* Your instructions: Could you set out every line of the records below as a numbered list, skipping any blank lines?

-- begin --

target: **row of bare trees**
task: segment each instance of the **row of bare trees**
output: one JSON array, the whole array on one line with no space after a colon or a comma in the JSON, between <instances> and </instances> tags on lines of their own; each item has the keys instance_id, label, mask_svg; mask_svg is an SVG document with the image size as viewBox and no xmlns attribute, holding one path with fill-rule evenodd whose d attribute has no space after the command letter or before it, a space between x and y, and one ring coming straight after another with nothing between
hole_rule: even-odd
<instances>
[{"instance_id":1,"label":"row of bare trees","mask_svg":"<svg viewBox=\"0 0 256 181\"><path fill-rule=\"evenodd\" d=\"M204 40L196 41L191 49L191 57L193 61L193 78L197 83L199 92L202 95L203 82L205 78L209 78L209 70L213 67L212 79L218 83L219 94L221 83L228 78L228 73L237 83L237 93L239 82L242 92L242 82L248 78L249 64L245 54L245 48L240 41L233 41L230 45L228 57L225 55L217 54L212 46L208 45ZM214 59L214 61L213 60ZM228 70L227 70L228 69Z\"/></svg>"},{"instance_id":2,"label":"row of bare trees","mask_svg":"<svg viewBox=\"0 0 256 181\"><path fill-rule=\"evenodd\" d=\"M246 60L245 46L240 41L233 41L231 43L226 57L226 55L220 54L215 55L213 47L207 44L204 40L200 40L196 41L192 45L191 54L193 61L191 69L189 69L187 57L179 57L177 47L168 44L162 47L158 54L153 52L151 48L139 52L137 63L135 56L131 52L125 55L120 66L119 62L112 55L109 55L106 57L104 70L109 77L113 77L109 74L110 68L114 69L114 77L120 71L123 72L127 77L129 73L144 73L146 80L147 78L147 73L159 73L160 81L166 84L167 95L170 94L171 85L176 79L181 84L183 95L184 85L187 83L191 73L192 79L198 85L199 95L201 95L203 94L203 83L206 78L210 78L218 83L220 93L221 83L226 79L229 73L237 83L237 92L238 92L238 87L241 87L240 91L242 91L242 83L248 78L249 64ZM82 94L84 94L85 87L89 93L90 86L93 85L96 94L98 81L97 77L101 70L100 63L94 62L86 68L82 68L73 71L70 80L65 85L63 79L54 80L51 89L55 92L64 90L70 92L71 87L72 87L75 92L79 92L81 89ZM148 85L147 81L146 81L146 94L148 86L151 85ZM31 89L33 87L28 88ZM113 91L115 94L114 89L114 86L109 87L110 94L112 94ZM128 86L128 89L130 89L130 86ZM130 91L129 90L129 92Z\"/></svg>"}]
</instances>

-- end --

* Result for this exercise:
1. target: **row of bare trees**
2. task: segment each instance of the **row of bare trees**
3. output: one JSON array, the whole array on one line with no space after a colon or a comma in the JSON, between <instances> and </instances> tags on lines of their own; each item has the keys instance_id, label, mask_svg; mask_svg is an SVG document with the image size as viewBox and no xmlns attribute, holding one path with fill-rule evenodd whose d attribute has no space after the command letter or before it, a space between x and y, and one ring coming straight after another with nothing between
4. hole_rule: even-odd
5. <instances>
6. [{"instance_id":1,"label":"row of bare trees","mask_svg":"<svg viewBox=\"0 0 256 181\"><path fill-rule=\"evenodd\" d=\"M204 40L196 41L191 49L191 57L193 61L193 78L197 83L199 92L202 95L203 82L205 78L209 78L209 70L213 67L212 79L218 83L219 94L221 83L228 78L228 73L237 83L237 93L239 82L242 92L242 82L248 78L249 64L245 54L245 48L240 41L233 41L230 45L228 57L225 55L217 54L212 46L208 45ZM214 59L214 61L213 60ZM228 70L227 70L228 69Z\"/></svg>"},{"instance_id":2,"label":"row of bare trees","mask_svg":"<svg viewBox=\"0 0 256 181\"><path fill-rule=\"evenodd\" d=\"M246 60L245 46L240 41L233 41L231 43L226 57L226 55L220 54L215 55L213 47L207 44L204 40L200 40L196 41L192 45L191 54L193 61L191 69L189 69L187 57L179 57L177 47L168 44L162 47L158 54L153 52L151 48L139 52L137 63L135 56L131 52L125 55L120 66L119 62L112 55L109 55L106 57L104 70L109 77L113 77L109 74L110 68L114 69L114 77L120 71L123 72L127 77L129 73L144 73L146 80L147 78L147 73L159 73L160 81L166 84L167 95L170 94L171 85L176 79L181 84L183 95L184 85L187 83L191 73L192 79L198 85L199 95L201 95L203 94L203 83L206 78L210 78L218 83L220 93L221 83L226 79L229 73L237 83L237 92L238 92L238 87L241 87L240 91L242 91L242 83L248 78L249 64ZM82 94L84 94L85 87L89 93L90 86L93 85L96 94L98 81L97 77L101 70L100 63L94 62L86 68L82 68L73 71L70 80L65 85L63 79L54 80L51 89L55 92L64 90L70 92L71 87L72 87L75 92L79 92L81 89ZM148 85L147 81L146 81L146 94L148 86L151 85ZM31 89L33 87L28 88ZM113 91L115 94L114 89L114 86L109 87L110 94L112 94ZM128 86L128 89L130 89L130 86ZM130 91L129 90L129 92Z\"/></svg>"}]
7. </instances>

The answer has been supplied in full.